● **RECORDS FOR THIS EXERCISE**:
Start of Block

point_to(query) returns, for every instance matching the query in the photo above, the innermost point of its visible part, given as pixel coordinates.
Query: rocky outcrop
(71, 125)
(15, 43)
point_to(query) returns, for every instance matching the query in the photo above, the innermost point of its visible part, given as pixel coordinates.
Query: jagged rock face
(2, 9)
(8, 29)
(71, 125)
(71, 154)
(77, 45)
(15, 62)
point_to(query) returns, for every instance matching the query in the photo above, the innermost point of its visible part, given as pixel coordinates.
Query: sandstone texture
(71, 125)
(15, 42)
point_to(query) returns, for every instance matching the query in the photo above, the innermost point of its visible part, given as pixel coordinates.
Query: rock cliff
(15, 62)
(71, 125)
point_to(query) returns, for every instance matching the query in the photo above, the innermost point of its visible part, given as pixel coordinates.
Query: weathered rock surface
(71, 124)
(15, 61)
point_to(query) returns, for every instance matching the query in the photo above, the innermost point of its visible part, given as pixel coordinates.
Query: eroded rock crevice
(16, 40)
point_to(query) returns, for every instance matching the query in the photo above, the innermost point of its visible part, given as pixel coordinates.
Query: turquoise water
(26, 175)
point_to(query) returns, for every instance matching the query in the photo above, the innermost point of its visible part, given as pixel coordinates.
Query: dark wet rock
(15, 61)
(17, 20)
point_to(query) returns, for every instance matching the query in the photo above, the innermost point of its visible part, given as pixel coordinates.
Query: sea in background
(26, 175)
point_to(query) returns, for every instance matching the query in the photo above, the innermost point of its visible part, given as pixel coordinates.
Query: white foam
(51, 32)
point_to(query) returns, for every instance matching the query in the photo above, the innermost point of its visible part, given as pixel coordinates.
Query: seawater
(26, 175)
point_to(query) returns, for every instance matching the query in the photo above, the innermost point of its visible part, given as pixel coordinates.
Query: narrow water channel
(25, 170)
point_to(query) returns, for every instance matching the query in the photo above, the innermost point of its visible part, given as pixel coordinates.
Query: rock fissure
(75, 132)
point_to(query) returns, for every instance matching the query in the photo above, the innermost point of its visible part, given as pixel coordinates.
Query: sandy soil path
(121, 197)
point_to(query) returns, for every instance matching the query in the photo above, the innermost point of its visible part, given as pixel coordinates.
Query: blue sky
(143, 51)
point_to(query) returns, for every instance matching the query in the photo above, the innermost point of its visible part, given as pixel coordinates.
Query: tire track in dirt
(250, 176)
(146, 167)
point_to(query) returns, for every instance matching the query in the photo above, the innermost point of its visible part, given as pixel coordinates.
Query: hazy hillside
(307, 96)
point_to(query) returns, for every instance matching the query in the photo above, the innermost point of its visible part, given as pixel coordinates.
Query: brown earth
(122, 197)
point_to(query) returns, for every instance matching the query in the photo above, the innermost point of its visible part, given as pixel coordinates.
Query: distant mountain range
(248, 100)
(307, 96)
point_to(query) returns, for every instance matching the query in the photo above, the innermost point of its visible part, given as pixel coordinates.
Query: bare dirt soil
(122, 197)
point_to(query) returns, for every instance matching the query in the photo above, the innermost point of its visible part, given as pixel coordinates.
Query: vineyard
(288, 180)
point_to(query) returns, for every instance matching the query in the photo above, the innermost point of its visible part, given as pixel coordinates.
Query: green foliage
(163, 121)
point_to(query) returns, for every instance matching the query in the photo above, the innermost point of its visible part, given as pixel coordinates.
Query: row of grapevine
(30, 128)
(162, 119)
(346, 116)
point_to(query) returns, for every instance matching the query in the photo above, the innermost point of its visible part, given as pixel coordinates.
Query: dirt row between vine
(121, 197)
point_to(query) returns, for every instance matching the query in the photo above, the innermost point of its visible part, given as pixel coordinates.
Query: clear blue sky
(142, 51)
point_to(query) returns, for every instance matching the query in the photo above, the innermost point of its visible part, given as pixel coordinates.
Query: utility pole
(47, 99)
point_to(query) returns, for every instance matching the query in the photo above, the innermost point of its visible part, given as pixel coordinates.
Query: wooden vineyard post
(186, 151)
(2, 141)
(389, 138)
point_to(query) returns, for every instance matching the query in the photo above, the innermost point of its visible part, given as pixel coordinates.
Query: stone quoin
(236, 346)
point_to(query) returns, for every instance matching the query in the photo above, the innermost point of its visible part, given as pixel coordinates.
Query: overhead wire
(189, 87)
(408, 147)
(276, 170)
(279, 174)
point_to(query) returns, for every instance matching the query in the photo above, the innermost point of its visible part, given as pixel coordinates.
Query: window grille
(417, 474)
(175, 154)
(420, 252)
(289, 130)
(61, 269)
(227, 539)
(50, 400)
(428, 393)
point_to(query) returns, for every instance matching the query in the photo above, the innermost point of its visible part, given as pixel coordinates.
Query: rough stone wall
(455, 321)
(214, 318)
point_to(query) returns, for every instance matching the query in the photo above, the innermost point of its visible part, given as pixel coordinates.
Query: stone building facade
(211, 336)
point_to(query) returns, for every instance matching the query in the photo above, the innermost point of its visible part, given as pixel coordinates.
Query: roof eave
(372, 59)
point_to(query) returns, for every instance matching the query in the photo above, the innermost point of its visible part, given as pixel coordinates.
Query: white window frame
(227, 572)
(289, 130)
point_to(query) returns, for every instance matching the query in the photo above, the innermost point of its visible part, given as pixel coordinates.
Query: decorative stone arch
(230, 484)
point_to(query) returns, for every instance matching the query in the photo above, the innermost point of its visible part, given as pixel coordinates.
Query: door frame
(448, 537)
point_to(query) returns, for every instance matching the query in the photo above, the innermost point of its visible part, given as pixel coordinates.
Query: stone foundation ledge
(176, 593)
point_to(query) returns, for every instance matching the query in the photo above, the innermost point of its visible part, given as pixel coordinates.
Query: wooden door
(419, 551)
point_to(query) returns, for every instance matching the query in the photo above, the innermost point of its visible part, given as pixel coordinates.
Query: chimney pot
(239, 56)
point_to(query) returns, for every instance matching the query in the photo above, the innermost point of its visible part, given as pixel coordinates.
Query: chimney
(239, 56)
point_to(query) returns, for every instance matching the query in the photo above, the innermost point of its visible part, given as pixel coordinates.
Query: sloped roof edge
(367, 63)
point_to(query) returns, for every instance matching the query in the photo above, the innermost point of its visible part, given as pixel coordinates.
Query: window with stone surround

End of Block

What you return must be the lines from the line holding "Query: chimney pot" through the final line of the material, word for word, and nothing more.

● **RESPONSE FOR THIS EXERCISE**:
Query: chimney pot
(239, 56)
point_to(query) returns, for every instance matching the query in the photo above, the innermost point of its visible part, given as pixel coordinates.
Query: chimney
(239, 56)
point_to(query) returns, for every instance matching the query in the photo above, the innermost point of its visible part, given as pixel coordinates.
Query: sloped roof edge
(367, 63)
point_to(query) returns, for every instance matching the query in the photo above, the innermost point of its visible part, given as pixel coordinates.
Query: window with stone surround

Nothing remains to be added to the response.